Philosophy and Religion / Yoga Vāsistha / Yoga-Vāsistha (6.2): Nirvāna-Prakarana

    Válmiki

    Yoga-Vāsistha, Book 6: Nirvāna-Prakarana (On ultimate extinction) - part 2. Chapter 123 - The King's Excursions, on all Sides

    Vasistha related: Thus they proceeded onward, to explore into the visible phenomena, exposed before them by Ignorance, 1; and continued to walk on foot, over the watery maze and the islands it contained.

    They passed over the ocean to some island, and then from that island to the sea again; and in this manner they traversed on foot, over many a mountain and wilderness in interminable succes­sion.

    Then as the king was proceeding toward the western main, he was seized and devoured by a voracious fish, which was as the undying breed of Visnu's fish, and as fleet as a boat in the stream of Vitasta Beyah. 2

    The fish fled with him in his belly to the milky ocean; but finding him to hard for his digestion, he bore him in his bowels to a great distance in another direction.

    He was then borne to the saccharine ocean on the south, and was there cast out in the island of Yaksas; where he was overpowered to the love of a female fiend by her art of enchantment, (or) where he was enchanted into the amour of a female Yaksī, by her skill in sorcery. 3

    He then went towards the east, and passing by the Ganges, he killed a shark that had pursued him, and arrived at last at the district of Kānyakubja the modern Kanpur.

    Then proceeding towards the north, he came to the country, of Uttara-kurus, where he was edified by his adoration of Śiva, and became exempted from the fear of death, in all his wanderings on all sides of the earth.

    In this way, travelling long and afar, both by land and sea; he was often attached by wild elephants on the boundary mountains, and repeatedly gorged and disgorged by sharks and alligators in the seas.

    Then proceeding towards the west, he was picked up by an eagle and set upon his back; and the bird took to his golden pinions, and bore him in an instant to the Kuśa-dvīpa across the ocean.

Source data
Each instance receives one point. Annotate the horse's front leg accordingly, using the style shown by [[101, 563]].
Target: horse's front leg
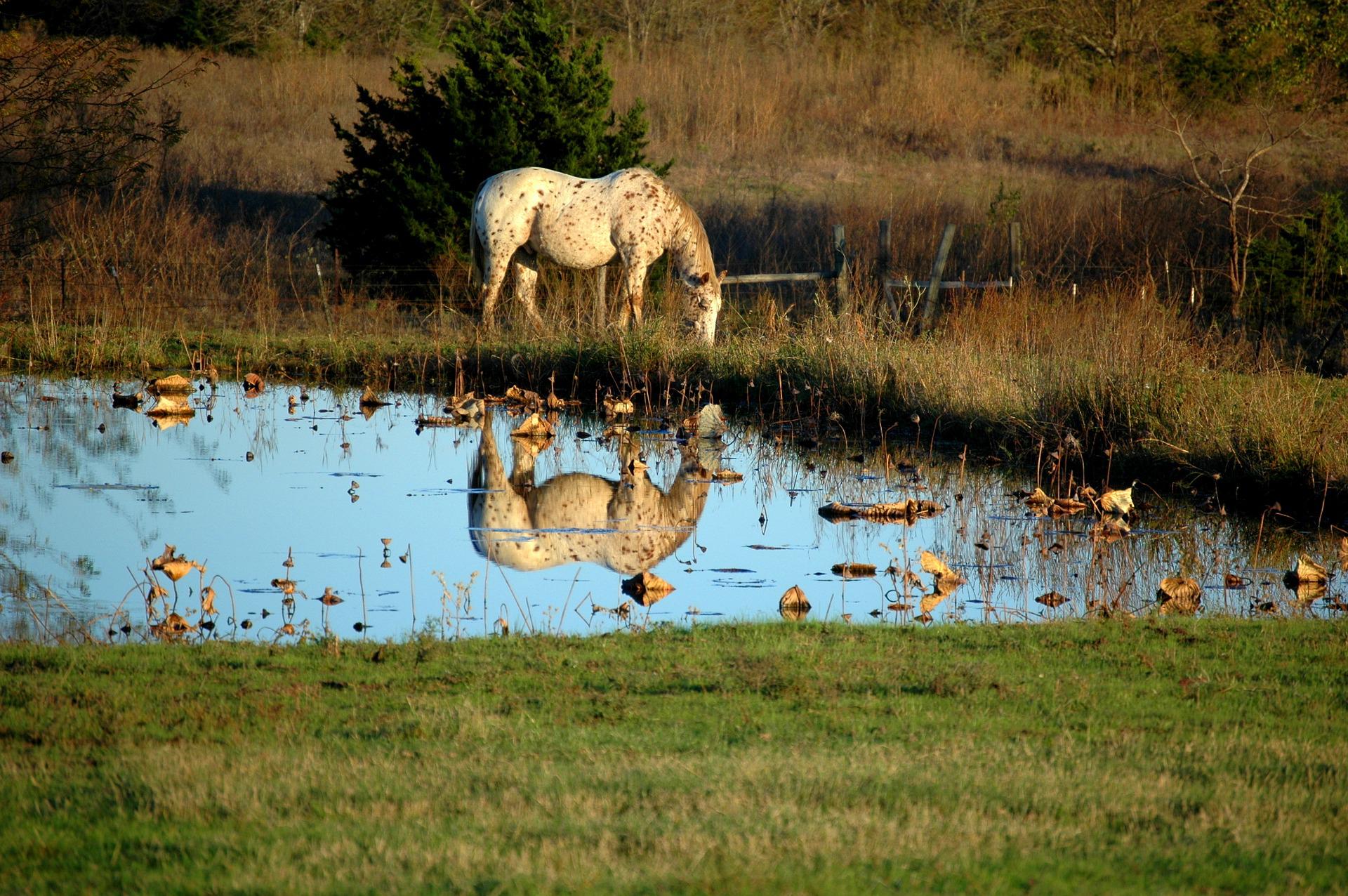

Requirements
**a)** Reproduce the Yoga-Vāsistha chapter word for word between "Then as the" and "in another direction.", inclusive.
**b)** Extend the Yoga-Vāsistha chapter on the king's excursions, picking up right after its final sentence.

Expected responses
**a)**
Then as the king was proceeding toward the western main, he was seized and devoured by a voracious fish, which was as the undying breed of Visnu's fish, and as fleet as a boat in the stream of Vitasta Beyah. 2

    The fish fled with him in his belly to the milky ocean; but finding him to hard for his digestion, he bore him in his bowels to a great distance in another direction.

**b)**
    Thence he passed to the Krauñca-dvīpa on the east; where he was seized and devoured by a Rāksasa of the mountain, but whom he killed afterwards by ripping up his belly and its en­trails.

    Roving then in the south, he was denounced to become a yaksa by curse of Daksa the king of that part; until he was released from that state by the king of the Sacadwīpa after some years.

    He then passed over the great and smaller seas lying in the north, and after passing over the great frigid ocean, he arrived at the country of gold, where he was changed to a stone by the siddhas of that place.

    In this state he remained a whole century, till by the grace of his god Agni-ignis, he was released from the curse of the sidhha, who received him again into his favour.

    Then travelling to the east, he became king of the country of coconuts; and after reigning there for full five years, he was restored to the remembrance of his former state.

    Then passing to the north of the Meru mountain, he dwelt among the Apsaras, in the groves of kalpa trees for ten years, and subsisted on the bread fruits of coconuts.

    Going afterwards to the śalmalidwīpa in the west, which abounds in trees of the same name, he dwelt in the society of birds for many years, having been previously instructed in their language, when he had been carried away by garuda.

    Thence journeying in his westerly course, he reached to the Mandara Mountain which abounded in verdere and madāra forests; and here he sojourned for a day in company with Mandarī-a Kinnara female.

    He then journeyed to the Nandana garden of the gods, which abounded in kalpa trees rising as high as the waves of the milky ocean; and he remained in the company of the woodland gods for a septenary, sporting with the Apsara damsels in their amorous dalliance.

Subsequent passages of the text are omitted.